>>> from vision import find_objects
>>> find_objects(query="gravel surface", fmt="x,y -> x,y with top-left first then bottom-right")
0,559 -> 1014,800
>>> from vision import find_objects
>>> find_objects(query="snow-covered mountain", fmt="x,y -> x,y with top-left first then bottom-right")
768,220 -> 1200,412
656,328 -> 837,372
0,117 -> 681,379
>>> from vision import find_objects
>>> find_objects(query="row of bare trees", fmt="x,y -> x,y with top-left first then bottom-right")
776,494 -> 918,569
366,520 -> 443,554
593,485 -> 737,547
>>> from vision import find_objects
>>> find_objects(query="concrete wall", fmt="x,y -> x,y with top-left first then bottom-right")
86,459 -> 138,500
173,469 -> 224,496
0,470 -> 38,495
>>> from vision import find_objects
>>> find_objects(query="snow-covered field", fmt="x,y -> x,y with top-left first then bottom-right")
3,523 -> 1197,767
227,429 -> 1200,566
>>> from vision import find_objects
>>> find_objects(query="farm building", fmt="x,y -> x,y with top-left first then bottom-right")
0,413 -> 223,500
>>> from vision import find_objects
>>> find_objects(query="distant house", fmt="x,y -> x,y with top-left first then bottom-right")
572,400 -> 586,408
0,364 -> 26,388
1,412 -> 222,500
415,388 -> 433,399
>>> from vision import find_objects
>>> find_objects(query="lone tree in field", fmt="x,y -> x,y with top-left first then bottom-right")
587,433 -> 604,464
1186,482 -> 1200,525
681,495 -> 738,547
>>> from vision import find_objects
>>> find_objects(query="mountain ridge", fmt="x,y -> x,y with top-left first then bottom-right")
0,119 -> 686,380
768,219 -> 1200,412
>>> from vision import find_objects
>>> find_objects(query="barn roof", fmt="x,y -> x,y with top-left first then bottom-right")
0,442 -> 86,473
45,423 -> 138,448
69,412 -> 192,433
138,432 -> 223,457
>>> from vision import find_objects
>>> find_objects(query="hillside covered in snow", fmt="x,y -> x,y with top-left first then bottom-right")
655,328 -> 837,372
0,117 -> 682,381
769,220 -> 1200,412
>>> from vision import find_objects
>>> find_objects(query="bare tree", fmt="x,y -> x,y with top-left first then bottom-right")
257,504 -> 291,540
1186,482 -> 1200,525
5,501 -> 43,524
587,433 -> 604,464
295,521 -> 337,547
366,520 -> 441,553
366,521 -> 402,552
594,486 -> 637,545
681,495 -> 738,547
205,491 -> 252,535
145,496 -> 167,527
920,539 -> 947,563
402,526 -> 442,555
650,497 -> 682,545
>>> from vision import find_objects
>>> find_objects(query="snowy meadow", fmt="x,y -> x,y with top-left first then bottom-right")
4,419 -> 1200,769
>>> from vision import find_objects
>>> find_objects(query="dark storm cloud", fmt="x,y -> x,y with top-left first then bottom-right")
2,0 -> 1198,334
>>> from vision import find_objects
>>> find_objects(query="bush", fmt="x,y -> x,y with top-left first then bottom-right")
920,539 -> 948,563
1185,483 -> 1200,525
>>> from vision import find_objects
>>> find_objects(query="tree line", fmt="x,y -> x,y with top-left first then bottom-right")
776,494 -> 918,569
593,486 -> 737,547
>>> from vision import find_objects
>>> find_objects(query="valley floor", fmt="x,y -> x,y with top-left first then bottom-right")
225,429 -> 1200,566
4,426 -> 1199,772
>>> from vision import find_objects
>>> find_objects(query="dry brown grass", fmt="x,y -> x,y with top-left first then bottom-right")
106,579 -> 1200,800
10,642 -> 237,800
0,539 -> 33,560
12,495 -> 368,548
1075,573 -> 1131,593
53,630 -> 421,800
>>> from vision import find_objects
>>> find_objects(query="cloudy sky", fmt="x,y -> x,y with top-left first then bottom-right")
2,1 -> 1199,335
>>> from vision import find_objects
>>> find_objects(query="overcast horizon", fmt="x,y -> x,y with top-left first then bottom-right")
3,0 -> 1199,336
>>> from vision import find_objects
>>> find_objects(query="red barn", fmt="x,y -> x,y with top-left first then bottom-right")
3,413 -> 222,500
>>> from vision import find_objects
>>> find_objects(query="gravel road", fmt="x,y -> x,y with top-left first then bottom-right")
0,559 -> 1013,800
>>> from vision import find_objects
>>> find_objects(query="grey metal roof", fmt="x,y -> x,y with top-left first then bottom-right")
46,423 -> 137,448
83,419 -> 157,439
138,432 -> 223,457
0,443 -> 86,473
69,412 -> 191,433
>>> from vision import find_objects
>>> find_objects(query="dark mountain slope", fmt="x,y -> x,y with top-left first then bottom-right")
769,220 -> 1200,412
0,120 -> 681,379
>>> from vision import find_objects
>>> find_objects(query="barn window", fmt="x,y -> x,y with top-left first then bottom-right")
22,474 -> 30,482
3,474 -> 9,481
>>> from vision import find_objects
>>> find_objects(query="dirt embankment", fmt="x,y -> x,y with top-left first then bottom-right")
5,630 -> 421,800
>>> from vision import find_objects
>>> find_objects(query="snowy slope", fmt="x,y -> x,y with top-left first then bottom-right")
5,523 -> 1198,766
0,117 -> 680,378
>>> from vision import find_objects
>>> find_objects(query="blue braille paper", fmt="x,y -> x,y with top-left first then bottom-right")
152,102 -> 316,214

◆ WORK TASK ◆
Repeat each line of the data exactly as it appears above.

◆ SOLUTION BELOW ◆
>>> from vision import find_objects
>>> find_objects(query="gravel surface", fmt="x,y -> x,y with top-left first then bottom-right")
0,559 -> 1014,800
>>> from vision import find_objects
>>> find_objects(query="snow-covered mountain", fmt="x,y -> x,y with top-left first then bottom-right")
768,220 -> 1200,412
656,328 -> 837,372
0,117 -> 681,379
>>> from vision import find_objects
>>> find_objects(query="row of bare trees", fmt="x,y -> x,y with top-left first then bottom-right")
776,494 -> 918,569
366,520 -> 443,554
593,485 -> 737,547
>>> from vision import find_objects
>>> find_objects(query="concrete wall", fmt="x,y -> x,y with top-left first then bottom-right")
86,459 -> 138,500
173,469 -> 224,496
0,470 -> 38,495
>>> from vision import find_objects
>>> find_objects(query="snow-covered field", fmt="x,y -> x,y with top-left first then bottom-right")
3,523 -> 1197,767
227,429 -> 1200,566
>>> from vision import find_objects
>>> find_objects(query="farm building", fmt="x,y -> x,y with top-left first then bottom-right")
0,413 -> 223,500
>>> from vision import find_objects
>>> find_objects(query="distant house", fmt="x,y -> x,y with top-left first then bottom-right")
572,400 -> 586,408
0,364 -> 26,388
1,412 -> 222,500
415,388 -> 433,399
>>> from vision import find_objects
>>> find_objects(query="lone tree in field", fmt="x,y -> x,y with top-left first then bottom-right")
587,433 -> 604,464
1186,482 -> 1200,525
681,495 -> 738,547
>>> from vision import find_objects
>>> find_objects(query="mountain ridge", fmt="x,y -> x,y with top-left first then bottom-right")
0,119 -> 686,380
768,219 -> 1200,412
>>> from vision import find_objects
>>> find_objects(query="barn roof", fmt="x,y -> x,y with top-left first then bottom-right")
0,442 -> 86,473
45,423 -> 138,448
69,412 -> 192,433
138,432 -> 223,457
>>> from vision import find_objects
>>> find_objects(query="hillside covered in snow", fmt="x,y -> x,y with top-left first then bottom-right")
655,328 -> 837,372
0,117 -> 682,381
769,220 -> 1200,412
>>> from vision import find_objects
>>> find_objects(query="bare tree", fmt="x,y -> x,y with top-left first then bottom-right")
257,504 -> 291,540
1186,482 -> 1200,525
5,501 -> 43,524
587,433 -> 604,464
295,521 -> 337,547
366,520 -> 441,553
366,521 -> 402,552
594,486 -> 637,545
681,495 -> 738,547
205,491 -> 252,535
145,496 -> 167,527
920,539 -> 947,563
402,526 -> 442,555
650,497 -> 682,545
>>> from vision import find_objects
>>> find_objects(query="snowy meadow", fmt="x,y -> x,y with top-left first then bottom-right")
4,419 -> 1200,769
>>> from vision import find_objects
>>> find_objects(query="dark storm cloud", fmt="x,y -> x,y with top-left first then bottom-right")
2,0 -> 1198,334
>>> from vision import find_objects
>>> find_objects(query="bush", fmt="x,y -> x,y with top-left first then bottom-right")
920,539 -> 948,563
1185,483 -> 1200,525
>>> from vision import find_objects
>>> find_objects(query="tree line", fmt="x,y -> x,y with top-left first then bottom-right")
776,494 -> 918,569
593,486 -> 737,547
>>> from vision import find_objects
>>> find_objects(query="valley floor", fmt="x,y -> x,y with top-left first then bottom-right")
225,429 -> 1200,566
4,426 -> 1199,772
>>> from vision import find_objects
>>> find_objects(query="dry brown grass", fmt="x,y -> x,y with top-left first then bottom-right")
106,579 -> 1200,800
10,642 -> 237,800
0,539 -> 33,560
12,495 -> 368,548
1075,573 -> 1131,593
53,630 -> 421,800
>>> from vision import find_objects
>>> find_objects(query="cloudy sky", fmt="x,y -> x,y with top-left first then bottom-right")
2,1 -> 1199,335
>>> from vision import find_objects
>>> find_objects(query="overcast horizon", fmt="x,y -> x,y with top-left first then bottom-right")
3,0 -> 1199,336
>>> from vision import find_objects
>>> find_objects(query="red barn", fmt="x,y -> x,y with top-left first then bottom-right")
3,413 -> 222,500
>>> from vision import find_objects
>>> find_objects(query="gravel road", fmt="x,y -> x,y with top-left first then bottom-right")
0,559 -> 1013,800
>>> from vision import find_objects
>>> find_objects(query="grey metal roof", fmt="x,y -> x,y with top-left first then bottom-right")
46,423 -> 137,448
83,419 -> 157,439
138,432 -> 223,457
0,443 -> 86,473
69,412 -> 191,433
>>> from vision import find_objects
>>> find_objects(query="dark mountain slope", fmt="x,y -> x,y with top-left first then bottom-right")
769,220 -> 1200,412
0,120 -> 681,379
>>> from vision import find_objects
>>> find_objects(query="barn window", fmt="x,y -> x,y with top-left first then bottom-right")
22,474 -> 30,482
3,474 -> 9,481
>>> from vision import find_objects
>>> find_objects(query="dirt embankment", fmt="x,y -> x,y with top-left first then bottom-right")
5,630 -> 421,800
>>> from vision import find_objects
>>> find_objects(query="snowy slope", fmt="x,y -> x,y with top-left first then bottom-right")
5,523 -> 1198,766
0,117 -> 680,378
>>> from vision import find_objects
>>> find_objects(query="blue braille paper", fmt="x,y -> x,y with top-left first then bottom-right")
152,102 -> 316,214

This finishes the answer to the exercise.